- **SOURCE INFORMATION**:
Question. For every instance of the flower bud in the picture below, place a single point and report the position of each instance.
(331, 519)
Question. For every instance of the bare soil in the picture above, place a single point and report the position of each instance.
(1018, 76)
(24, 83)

- **EXERCISE DETAILS**: Keeping every word and mark as it is, print the entries above.

- **EXPECTED ANSWER**:
Question. For every instance of the flower bud in the picture below, place a single point and report the position of each instance.
(331, 519)
Question. For every instance of the bare soil in the picture above, place a single point and report the position of each instance.
(1018, 76)
(24, 83)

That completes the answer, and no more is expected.